Lay out the data from the line containing "Prompted segmentation: provide" through the line containing "positive clicks: (578, 121)" as a JSON list of strings, one string per line and blank lines left out. Include both end lines and nothing beyond them.

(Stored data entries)
++++++++

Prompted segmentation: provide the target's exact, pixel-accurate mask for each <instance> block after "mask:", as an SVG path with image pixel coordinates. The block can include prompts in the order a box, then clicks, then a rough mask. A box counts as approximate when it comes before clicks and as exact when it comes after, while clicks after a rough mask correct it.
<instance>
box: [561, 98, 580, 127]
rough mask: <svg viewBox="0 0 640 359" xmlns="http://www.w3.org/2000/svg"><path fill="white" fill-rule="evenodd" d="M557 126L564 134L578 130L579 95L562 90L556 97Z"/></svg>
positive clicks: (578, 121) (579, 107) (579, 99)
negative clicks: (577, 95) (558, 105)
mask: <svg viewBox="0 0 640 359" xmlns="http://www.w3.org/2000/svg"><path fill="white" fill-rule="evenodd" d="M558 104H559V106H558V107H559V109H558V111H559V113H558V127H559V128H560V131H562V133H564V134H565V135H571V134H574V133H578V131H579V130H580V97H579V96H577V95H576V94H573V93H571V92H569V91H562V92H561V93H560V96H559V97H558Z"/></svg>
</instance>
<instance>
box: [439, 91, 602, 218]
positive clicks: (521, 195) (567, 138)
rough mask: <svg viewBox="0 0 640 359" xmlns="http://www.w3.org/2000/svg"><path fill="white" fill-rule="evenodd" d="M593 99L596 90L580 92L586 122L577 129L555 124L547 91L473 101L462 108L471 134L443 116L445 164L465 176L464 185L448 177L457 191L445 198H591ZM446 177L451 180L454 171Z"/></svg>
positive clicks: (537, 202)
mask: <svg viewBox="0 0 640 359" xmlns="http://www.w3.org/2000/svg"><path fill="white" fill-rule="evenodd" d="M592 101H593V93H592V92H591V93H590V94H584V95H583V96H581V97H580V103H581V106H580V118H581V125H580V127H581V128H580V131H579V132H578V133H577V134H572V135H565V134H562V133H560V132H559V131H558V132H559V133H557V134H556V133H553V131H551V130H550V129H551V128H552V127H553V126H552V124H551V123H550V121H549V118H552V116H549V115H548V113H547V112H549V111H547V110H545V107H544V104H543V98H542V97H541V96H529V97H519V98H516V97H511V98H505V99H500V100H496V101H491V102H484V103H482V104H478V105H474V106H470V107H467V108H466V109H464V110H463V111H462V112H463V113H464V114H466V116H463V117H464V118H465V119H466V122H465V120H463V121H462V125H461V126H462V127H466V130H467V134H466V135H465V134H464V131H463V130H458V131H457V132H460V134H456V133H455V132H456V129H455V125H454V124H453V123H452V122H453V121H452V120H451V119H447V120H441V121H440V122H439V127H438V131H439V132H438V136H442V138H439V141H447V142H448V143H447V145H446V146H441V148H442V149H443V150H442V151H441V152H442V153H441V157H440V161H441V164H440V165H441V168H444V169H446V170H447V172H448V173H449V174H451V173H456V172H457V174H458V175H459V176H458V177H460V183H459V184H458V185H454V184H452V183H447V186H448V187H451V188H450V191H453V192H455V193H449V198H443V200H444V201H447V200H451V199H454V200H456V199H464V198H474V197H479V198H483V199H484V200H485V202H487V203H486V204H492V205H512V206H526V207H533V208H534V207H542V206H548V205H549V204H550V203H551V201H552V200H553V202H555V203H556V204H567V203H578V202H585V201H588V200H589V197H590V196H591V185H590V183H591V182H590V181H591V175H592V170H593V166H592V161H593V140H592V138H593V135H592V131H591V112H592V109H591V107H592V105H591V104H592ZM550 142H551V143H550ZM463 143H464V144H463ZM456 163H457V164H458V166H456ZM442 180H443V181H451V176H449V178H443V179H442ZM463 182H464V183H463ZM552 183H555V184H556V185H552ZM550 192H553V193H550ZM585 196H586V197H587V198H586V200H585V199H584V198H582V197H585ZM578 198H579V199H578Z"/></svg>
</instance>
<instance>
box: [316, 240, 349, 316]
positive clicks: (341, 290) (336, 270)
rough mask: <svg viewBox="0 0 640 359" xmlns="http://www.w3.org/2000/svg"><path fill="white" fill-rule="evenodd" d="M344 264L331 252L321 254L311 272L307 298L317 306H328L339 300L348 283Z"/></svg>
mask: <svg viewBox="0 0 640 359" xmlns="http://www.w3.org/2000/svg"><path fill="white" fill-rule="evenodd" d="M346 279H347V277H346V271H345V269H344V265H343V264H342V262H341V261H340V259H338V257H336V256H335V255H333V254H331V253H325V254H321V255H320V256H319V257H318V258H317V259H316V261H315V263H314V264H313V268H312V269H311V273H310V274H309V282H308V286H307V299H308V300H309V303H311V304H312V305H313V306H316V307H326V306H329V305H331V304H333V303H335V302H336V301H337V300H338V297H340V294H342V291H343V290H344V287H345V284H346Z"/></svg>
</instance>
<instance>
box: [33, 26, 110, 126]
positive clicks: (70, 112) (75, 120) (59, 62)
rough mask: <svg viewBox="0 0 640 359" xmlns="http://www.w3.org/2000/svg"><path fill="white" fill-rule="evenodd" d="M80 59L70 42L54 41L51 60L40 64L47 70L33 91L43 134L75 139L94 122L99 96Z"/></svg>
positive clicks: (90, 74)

++++++++

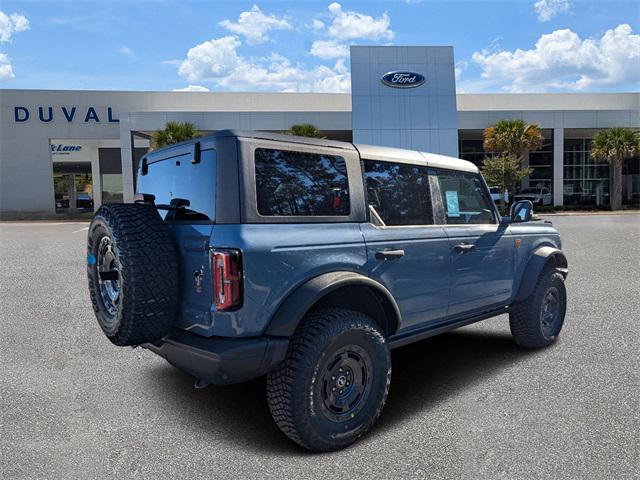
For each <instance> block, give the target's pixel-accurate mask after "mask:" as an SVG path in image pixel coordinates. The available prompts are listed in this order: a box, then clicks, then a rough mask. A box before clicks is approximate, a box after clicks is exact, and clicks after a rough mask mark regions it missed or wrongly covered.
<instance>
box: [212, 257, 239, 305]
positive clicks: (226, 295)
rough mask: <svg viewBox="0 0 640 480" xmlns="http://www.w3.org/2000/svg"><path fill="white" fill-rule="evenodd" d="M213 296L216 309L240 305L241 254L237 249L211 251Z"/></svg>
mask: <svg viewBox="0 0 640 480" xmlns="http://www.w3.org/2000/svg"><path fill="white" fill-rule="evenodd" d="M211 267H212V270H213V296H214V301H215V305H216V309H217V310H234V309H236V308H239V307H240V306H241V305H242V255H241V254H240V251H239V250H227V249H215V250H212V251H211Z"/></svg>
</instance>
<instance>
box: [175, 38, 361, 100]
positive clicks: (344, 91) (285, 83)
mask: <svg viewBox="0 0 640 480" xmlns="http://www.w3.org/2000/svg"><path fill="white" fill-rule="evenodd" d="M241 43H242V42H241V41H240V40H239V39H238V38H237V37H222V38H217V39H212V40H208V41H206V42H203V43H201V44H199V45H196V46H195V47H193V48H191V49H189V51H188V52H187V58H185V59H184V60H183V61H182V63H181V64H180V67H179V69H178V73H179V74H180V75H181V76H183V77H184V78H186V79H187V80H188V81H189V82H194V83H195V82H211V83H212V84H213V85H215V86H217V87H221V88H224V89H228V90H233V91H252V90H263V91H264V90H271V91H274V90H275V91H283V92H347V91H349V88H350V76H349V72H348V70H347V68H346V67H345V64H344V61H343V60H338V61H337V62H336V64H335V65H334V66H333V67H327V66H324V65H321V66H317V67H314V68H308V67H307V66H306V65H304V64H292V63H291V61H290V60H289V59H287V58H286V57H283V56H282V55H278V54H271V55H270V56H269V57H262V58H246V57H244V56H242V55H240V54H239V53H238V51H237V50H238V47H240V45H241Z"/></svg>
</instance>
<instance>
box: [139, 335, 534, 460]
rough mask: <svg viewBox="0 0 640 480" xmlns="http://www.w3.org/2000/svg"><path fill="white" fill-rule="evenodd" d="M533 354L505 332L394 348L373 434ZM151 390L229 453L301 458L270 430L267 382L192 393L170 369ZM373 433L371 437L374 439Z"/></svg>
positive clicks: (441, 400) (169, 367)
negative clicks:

++++++++

Task solution -
[
  "Prompted segmentation: provide the target's exact, pixel-accurate mask for each <instance> block after \"mask:\", as an SVG path with image pixel coordinates. The block can include prompts in the order a box, then clicks, then a rough mask. A box counts as approximate when it comes before clicks and as exact when it comes after, while clicks after a rough mask correct it.",
  "<instance>",
  "box: [561, 98, 580, 127]",
  "rough mask: <svg viewBox=\"0 0 640 359\" xmlns=\"http://www.w3.org/2000/svg\"><path fill=\"white\" fill-rule=\"evenodd\" d=\"M557 126L564 134L578 130L579 95L562 90L556 97Z\"/></svg>",
  "positive clicks: (578, 121) (579, 107) (579, 99)"
]